Yapılacaklar
a: Verilen metinde "Kızların okutulmasının yanlış" ifadesinden "bulut gibi girdi." ifadesine kadar uzanan bölümün tamamını, "1979" yerine "1978" koyarak yeniden yazın.
b: Verilen metne göre aşağıdaki soruları yanıtlayın:
(i) Anlatıcı hangi yılda dünyaya gelmiştir?
(ii) Anlatıcının kapısını aşındırdığı cezaevinin adı nedir?
(iii) Anlatıcı hangi duygu ve durumlar içinde oradan oraya savrulduğunu belirtir?

Verilen Metin
+++

Kızların okutulmasının yanlış olduğunu düşünenlere karşı, 12 Eylül karanlığı gelmeden önce fırtınaları önüne alıp yürümeye çalışan kadınların olduğu, sağ-sol olaylarının her geçen gün arttığı 1979 yılında Diyarbakırlı geniş bir ailenin kızı olarak dünyaya geldim. Diyarbakır’ın taşlı, dar sokaklarında; daha hayatı anlamlandırmaya çalışken ailemin ve binlerce kişinin başına gelen trajik olaylar hayatlarımıza kara bir bulut gibi girdi.
Oyunlar oynayıp, sokaklarda özgürce koşturacağım dönemde; giren herkesin bir an önce ölmeyi istediği, akla gelmeyecek işkencelerin yapıldığı, tarihin karanlık sayfalarına yazılacak Diyarbakır 5 nolu Askeri Cezaevi’nin kapısını aşındırıyordum. Korku, hayal, belirsizlik ve hüzün içinde oradan oraya savuruluyordum.

+++

Kayıtlar

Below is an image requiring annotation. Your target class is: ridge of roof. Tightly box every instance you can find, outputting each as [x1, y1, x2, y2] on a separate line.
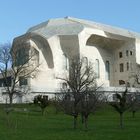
[27, 16, 140, 38]
[65, 16, 140, 38]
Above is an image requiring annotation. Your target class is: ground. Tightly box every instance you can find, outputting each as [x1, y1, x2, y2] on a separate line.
[0, 105, 140, 140]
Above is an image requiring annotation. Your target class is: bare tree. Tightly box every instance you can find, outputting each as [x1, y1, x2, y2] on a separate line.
[34, 95, 49, 115]
[0, 43, 39, 105]
[110, 87, 130, 128]
[58, 58, 99, 128]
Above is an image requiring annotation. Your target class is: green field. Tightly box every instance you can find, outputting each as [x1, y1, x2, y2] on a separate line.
[0, 105, 140, 140]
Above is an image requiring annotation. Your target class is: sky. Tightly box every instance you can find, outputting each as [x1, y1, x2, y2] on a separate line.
[0, 0, 140, 44]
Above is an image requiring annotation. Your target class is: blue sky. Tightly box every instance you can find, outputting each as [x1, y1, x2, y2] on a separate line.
[0, 0, 140, 43]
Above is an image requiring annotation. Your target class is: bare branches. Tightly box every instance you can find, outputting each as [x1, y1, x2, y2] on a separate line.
[58, 58, 103, 129]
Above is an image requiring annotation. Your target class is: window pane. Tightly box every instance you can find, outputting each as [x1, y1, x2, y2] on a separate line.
[105, 61, 110, 80]
[95, 59, 100, 78]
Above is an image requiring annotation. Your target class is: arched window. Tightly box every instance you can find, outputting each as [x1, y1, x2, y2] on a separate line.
[95, 59, 100, 78]
[105, 61, 110, 80]
[63, 54, 69, 70]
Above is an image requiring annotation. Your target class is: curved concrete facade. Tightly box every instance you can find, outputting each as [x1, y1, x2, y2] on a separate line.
[13, 17, 140, 92]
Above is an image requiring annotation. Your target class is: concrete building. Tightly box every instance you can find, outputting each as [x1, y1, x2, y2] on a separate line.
[0, 17, 140, 102]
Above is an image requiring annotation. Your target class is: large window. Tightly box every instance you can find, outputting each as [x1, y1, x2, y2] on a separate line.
[19, 77, 28, 86]
[105, 61, 110, 80]
[83, 57, 88, 66]
[63, 54, 69, 70]
[120, 63, 124, 72]
[126, 50, 129, 56]
[126, 62, 129, 71]
[95, 59, 100, 78]
[14, 47, 29, 66]
[119, 52, 123, 58]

+++

Görev Sonuçları
a:
Kızların okutulmasının yanlış olduğunu düşünenlere karşı, 12 Eylül karanlığı gelmeden önce fırtınaları önüne alıp yürümeye çalışan kadınların olduğu, sağ-sol olaylarının her geçen gün arttığı 1978 yılında Diyarbakırlı geniş bir ailenin kızı olarak dünyaya geldim. Diyarbakır’ın taşlı, dar sokaklarında; daha hayatı anlamlandırmaya çalışken ailemin ve binlerce kişinin başına gelen trajik olaylar hayatlarımıza kara bir bulut gibi girdi.

b:
(i) 1979
(ii) Diyarbakır 5 nolu Askeri Cezaevi
(iii) Korku, hayal, belirsizlik ve hüzün